- [Exercise prompt] Repeat the records. Leave nothing out.

-- The data follows --

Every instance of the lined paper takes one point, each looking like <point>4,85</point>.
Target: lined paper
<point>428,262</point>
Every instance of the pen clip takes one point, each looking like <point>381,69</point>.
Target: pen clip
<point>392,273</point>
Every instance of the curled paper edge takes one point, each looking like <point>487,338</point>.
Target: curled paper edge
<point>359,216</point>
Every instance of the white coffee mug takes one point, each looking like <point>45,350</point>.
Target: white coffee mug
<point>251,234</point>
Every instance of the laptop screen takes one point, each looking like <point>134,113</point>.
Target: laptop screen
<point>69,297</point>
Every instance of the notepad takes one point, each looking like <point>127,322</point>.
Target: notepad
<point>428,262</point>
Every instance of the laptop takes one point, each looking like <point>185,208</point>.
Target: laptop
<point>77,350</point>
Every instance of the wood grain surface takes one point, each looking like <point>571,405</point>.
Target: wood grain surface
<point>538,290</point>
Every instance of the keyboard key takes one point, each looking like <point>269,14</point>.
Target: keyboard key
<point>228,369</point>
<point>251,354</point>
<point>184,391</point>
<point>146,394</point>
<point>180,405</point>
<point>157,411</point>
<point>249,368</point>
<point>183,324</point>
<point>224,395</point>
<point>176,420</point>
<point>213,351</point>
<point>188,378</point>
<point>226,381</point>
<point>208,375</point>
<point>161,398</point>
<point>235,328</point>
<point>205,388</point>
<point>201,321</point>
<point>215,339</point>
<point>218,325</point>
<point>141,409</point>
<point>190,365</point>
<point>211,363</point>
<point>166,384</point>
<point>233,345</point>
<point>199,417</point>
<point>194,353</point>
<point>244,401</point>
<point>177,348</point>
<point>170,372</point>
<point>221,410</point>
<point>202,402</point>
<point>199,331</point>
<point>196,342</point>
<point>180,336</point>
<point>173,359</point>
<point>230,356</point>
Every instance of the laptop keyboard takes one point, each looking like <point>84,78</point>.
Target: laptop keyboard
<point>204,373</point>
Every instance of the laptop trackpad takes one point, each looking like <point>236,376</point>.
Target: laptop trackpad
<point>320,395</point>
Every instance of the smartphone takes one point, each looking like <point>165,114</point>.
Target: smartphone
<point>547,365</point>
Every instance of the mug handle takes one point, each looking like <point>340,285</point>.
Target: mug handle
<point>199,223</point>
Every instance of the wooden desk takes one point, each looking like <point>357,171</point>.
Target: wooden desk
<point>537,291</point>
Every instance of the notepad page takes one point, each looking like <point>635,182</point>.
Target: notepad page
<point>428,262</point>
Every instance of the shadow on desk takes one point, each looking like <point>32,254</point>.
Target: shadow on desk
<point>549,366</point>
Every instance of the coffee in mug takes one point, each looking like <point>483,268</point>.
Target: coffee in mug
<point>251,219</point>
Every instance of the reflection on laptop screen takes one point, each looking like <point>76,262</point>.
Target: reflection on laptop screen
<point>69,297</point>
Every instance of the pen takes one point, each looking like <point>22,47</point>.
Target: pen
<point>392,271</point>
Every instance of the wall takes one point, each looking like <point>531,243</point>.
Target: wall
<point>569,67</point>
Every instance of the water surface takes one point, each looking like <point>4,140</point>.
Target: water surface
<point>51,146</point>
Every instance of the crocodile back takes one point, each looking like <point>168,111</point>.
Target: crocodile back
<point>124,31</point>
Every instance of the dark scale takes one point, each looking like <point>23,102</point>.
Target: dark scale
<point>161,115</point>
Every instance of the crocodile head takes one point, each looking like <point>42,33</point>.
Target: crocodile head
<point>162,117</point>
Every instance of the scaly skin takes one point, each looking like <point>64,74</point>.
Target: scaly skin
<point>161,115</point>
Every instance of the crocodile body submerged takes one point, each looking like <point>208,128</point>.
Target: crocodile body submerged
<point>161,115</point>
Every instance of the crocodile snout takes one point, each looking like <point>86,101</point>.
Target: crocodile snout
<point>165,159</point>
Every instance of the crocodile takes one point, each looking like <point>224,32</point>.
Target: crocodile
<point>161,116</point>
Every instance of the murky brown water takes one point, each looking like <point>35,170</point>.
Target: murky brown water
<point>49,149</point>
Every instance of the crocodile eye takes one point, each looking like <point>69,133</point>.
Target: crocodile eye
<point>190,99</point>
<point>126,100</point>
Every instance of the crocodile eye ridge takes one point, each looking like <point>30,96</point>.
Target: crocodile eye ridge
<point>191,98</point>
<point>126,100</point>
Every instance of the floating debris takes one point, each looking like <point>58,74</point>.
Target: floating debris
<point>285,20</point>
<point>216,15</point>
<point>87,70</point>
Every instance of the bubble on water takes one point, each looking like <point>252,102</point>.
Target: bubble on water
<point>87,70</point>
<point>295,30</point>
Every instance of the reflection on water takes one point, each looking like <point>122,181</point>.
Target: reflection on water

-- The data concluded --

- [Reply]
Every instance of the lined paper takes one point, each looking like <point>4,85</point>.
Target: lined paper
<point>428,262</point>
Every instance of the pen clip takes one point, each looking like <point>381,69</point>.
Target: pen clip
<point>392,273</point>
Every instance of the curled paper edge takes one point, each looking like <point>487,338</point>.
Target: curled paper edge
<point>359,216</point>
Every instance of the white coffee mug takes one point, each looking like <point>45,350</point>.
Target: white coffee mug
<point>251,234</point>
Every instance of the laptop screen takes one point, each looking like <point>134,113</point>.
Target: laptop screen
<point>69,297</point>
Every instance of the notepad takes one point, each looking like <point>127,322</point>.
Target: notepad
<point>428,262</point>
Every instance of the laptop takes one point, each looking like <point>185,208</point>.
Target: laptop
<point>77,350</point>
Every instance of the wood grain surface takes one point, each looking like <point>571,405</point>.
Target: wood grain surface
<point>538,290</point>
Every instance of the keyboard key takes one point, each looking like <point>269,14</point>.
Target: keyboard key
<point>228,369</point>
<point>251,354</point>
<point>184,391</point>
<point>146,394</point>
<point>180,405</point>
<point>157,411</point>
<point>249,368</point>
<point>183,324</point>
<point>224,395</point>
<point>176,420</point>
<point>213,351</point>
<point>188,378</point>
<point>226,381</point>
<point>208,375</point>
<point>161,398</point>
<point>235,328</point>
<point>205,388</point>
<point>201,321</point>
<point>215,339</point>
<point>218,325</point>
<point>141,409</point>
<point>190,365</point>
<point>211,363</point>
<point>166,384</point>
<point>233,345</point>
<point>199,417</point>
<point>194,353</point>
<point>244,401</point>
<point>177,348</point>
<point>170,372</point>
<point>221,410</point>
<point>202,402</point>
<point>199,331</point>
<point>196,342</point>
<point>180,336</point>
<point>173,359</point>
<point>230,356</point>
Every instance of the laptop keyboard takes one point, each looking like <point>84,78</point>.
Target: laptop keyboard
<point>204,373</point>
Every instance of the laptop trackpad takes one point, each looking like <point>236,376</point>.
Target: laptop trackpad
<point>320,395</point>
Every instance of the smartphone takes one point, each looking like <point>165,114</point>.
Target: smartphone
<point>547,365</point>
Every instance of the mug handle takes one point, each looking like <point>340,285</point>.
Target: mug handle
<point>199,223</point>
Every instance of the wooden desk takes one point, each looking like <point>357,171</point>.
Target: wooden desk
<point>537,291</point>
Every instance of the notepad page takes one point, each looking like <point>635,182</point>.
Target: notepad page
<point>428,262</point>
Every instance of the shadow on desk takes one point, each looking like <point>32,254</point>.
Target: shadow on desk
<point>549,366</point>
Every instance of the coffee in mug takes one point, each looking like <point>483,268</point>.
Target: coffee in mug
<point>251,219</point>
Every instance of the reflection on laptop screen takes one point, each looking like <point>76,262</point>.
Target: reflection on laptop screen
<point>69,297</point>
Every instance of the pen takes one point, each looking like <point>22,47</point>.
Target: pen
<point>392,271</point>
Every instance of the wall takes one point, each looking like <point>531,243</point>.
Target: wall
<point>569,67</point>
Every instance of the water surface takes one point, each looking like <point>4,140</point>.
Target: water surface
<point>51,146</point>
Every instance of the crocodile back takes one point, each looking like <point>168,111</point>.
Target: crocodile back
<point>124,31</point>
Every instance of the dark scale takes one point, each looking like <point>23,102</point>.
Target: dark scale
<point>161,115</point>
Every instance of the crocodile head takes one point, each looking like <point>42,33</point>.
Target: crocodile head
<point>162,117</point>
Every instance of the scaly skin takes one point, each looking like <point>64,74</point>.
Target: scaly skin
<point>161,115</point>
Every instance of the crocodile body submerged takes one point, each looking like <point>208,128</point>.
Target: crocodile body submerged
<point>161,115</point>
Every instance of the crocodile snout takes one point, each looking like <point>86,101</point>.
Target: crocodile snout
<point>165,159</point>
Every instance of the crocodile takes one point, each looking like <point>224,32</point>.
Target: crocodile
<point>161,116</point>
Every instance of the murky brown water takes one point, each looking like <point>35,170</point>.
Target: murky brown water
<point>49,149</point>
Every instance of the crocodile eye takes one point, each looking like <point>69,133</point>.
Target: crocodile eye
<point>190,99</point>
<point>126,100</point>
Every instance of the crocodile eye ridge takes one point, each looking like <point>30,96</point>.
Target: crocodile eye ridge
<point>191,98</point>
<point>126,100</point>
Every instance of the floating debris takes one point, each looking like <point>58,74</point>.
Target: floating debris
<point>285,20</point>
<point>216,15</point>
<point>87,70</point>
Every instance of the bubble on water takes one point, each looking like <point>252,102</point>.
Target: bubble on water
<point>87,70</point>
<point>295,30</point>
Every instance of the reflection on water takes one point, each looking like <point>122,181</point>.
Target: reflection on water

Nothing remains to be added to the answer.